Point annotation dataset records

__________________________________________________

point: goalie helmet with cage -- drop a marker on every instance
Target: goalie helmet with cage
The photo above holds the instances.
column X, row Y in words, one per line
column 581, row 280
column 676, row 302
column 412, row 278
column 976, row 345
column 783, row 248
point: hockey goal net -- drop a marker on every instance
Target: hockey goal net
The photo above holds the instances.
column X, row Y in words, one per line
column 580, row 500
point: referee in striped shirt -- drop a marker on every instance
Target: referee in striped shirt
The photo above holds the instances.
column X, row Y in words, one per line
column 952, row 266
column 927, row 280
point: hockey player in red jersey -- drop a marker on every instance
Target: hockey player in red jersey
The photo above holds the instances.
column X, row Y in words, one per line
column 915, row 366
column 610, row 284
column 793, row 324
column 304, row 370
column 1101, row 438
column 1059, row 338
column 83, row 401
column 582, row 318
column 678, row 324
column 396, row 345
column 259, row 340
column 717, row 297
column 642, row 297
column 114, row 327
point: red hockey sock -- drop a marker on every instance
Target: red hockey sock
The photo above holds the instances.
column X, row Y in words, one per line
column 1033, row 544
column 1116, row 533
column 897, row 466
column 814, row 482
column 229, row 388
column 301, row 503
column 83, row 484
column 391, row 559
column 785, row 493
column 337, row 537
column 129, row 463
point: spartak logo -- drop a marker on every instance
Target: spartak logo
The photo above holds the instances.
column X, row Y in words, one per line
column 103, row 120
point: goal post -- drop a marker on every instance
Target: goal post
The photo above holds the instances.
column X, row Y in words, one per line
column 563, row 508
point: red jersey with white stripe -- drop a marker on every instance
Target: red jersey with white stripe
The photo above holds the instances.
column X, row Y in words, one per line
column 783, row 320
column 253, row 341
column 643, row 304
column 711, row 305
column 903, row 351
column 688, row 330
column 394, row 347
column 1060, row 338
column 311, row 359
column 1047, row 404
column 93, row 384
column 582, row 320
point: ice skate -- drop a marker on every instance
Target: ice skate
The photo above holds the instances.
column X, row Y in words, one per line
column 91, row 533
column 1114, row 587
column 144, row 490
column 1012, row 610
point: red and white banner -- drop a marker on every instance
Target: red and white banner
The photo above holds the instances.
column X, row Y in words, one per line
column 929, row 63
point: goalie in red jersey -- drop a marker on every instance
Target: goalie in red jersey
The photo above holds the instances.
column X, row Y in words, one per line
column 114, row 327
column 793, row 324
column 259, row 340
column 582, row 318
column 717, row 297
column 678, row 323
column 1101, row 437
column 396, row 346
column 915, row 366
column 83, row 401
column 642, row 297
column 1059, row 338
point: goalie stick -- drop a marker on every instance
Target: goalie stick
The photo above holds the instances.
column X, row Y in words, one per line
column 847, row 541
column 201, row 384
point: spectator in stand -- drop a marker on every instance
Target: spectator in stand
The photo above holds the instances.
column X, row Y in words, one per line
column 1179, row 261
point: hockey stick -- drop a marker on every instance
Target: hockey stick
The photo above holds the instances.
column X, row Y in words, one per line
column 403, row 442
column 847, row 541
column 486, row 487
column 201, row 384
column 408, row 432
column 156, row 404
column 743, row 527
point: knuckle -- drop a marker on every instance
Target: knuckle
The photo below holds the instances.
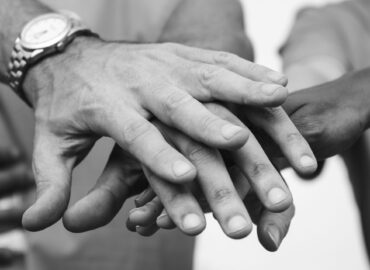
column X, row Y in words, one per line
column 224, row 58
column 208, row 74
column 223, row 194
column 311, row 128
column 208, row 122
column 133, row 130
column 259, row 169
column 175, row 100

__________________________________________________

Arrange every line of the records above as a numbered list, skipping any blank lines. Leave the pictures out of your answer.

1. point: goalie helmet with cage -- drop a marker on every instance
2. Target: goalie helmet with cage
3. The photo above holds the instances.
4. column X, row Y in words, one per line
5. column 581, row 280
6. column 676, row 302
7. column 412, row 278
8. column 976, row 345
9. column 783, row 248
10. point: hockey goal net -- drop a marker on every instance
11. Target: hockey goal net
12. The photo above holds the instances.
13. column X, row Y in words, one per line
14. column 580, row 500
15. point: referee in striped shirt -- drop a marker on every instance
16. Target: referee in striped shirt
17. The photo above holds the instances.
18. column X, row Y in words, one per line
19. column 952, row 266
20. column 927, row 280
21. point: hockey player in red jersey -- drop a marker on every instance
22. Target: hockey player in red jersey
23. The photo above holds the instances.
24. column X, row Y in words, one per line
25. column 915, row 366
26. column 610, row 284
27. column 793, row 324
28. column 304, row 370
29. column 1101, row 438
30. column 1059, row 338
31. column 83, row 401
32. column 582, row 318
33. column 678, row 324
34. column 396, row 345
35. column 259, row 340
36. column 717, row 297
37. column 642, row 297
38. column 114, row 327
39. point: red hockey sock -- drop a marker on every instance
40. Target: red hockey sock
41. The photo above holds the instances.
42. column X, row Y in words, one per line
43. column 1033, row 544
44. column 1116, row 533
45. column 897, row 466
46. column 814, row 482
47. column 229, row 388
48. column 301, row 503
49. column 83, row 484
50. column 391, row 559
51. column 785, row 493
52. column 337, row 537
53. column 129, row 463
54. point: spartak logo -- drop a marker on every instance
55. Target: spartak logo
56. The photo above holds the instances.
57. column X, row Y in words, one per line
58. column 103, row 120
59. point: goal post -- drop a marker on every instance
60. Target: goal post
61. The photo above holds the instances.
62. column X, row Y in words, one per line
63. column 563, row 508
64. point: red jersey with white stripe -- drop a marker on every instance
65. Target: red jersey with white stripe
66. The photo above holds the instances.
67. column X, row Y in words, one per line
68. column 783, row 320
69. column 253, row 341
70. column 643, row 304
71. column 711, row 305
72. column 903, row 351
73. column 688, row 330
74. column 394, row 347
75. column 1060, row 338
76. column 311, row 359
77. column 1047, row 404
78. column 93, row 384
79. column 582, row 320
80. point: ice skate -- drop a marker on every instance
81. Target: ice skate
82. The photo above holds the instances.
83. column X, row Y in words, one per line
84. column 91, row 533
85. column 1114, row 587
86. column 144, row 490
87. column 1012, row 610
88. point: red and white banner -- drop a marker on every instance
89. Target: red and white banner
90. The photo above holds the instances.
91. column X, row Y in words, one per line
92. column 929, row 63
93. point: goalie in red jersey -- drop a marker on every instance
94. Target: goalie in red jersey
95. The photo above holds the instances.
96. column X, row Y in words, one per line
97. column 114, row 327
98. column 793, row 324
99. column 259, row 340
100. column 582, row 318
101. column 717, row 297
102. column 678, row 323
103. column 1101, row 437
104. column 396, row 346
105. column 915, row 366
106. column 83, row 401
107. column 642, row 297
108. column 1059, row 338
109. point: goalie stick -- drop a marker on every instance
110. Target: goalie stick
111. The photo above holds the instances.
112. column X, row Y in words, one per line
113. column 847, row 541
114. column 201, row 384
115. point: spectator in stand -- drop a marker on every instance
116. Target: spectator in stand
117. The photo above holds the instances.
118. column X, row Y in words, one per line
119. column 1179, row 261
120. point: hockey stick -- drop a marker on every instance
121. Target: hockey stick
122. The photo above holds the instances.
123. column X, row Y in words, one per line
124. column 403, row 442
125. column 847, row 541
126. column 486, row 487
127. column 201, row 384
128. column 408, row 432
129. column 156, row 404
130. column 743, row 527
131. point: knuckle -- drop a marker on every instance
132. Target: knuckle
133. The photo below holds the instances.
134. column X, row Y in words, one per line
135. column 224, row 58
136. column 208, row 74
137. column 223, row 194
138. column 311, row 128
139. column 208, row 122
140. column 133, row 130
141. column 259, row 169
142. column 175, row 100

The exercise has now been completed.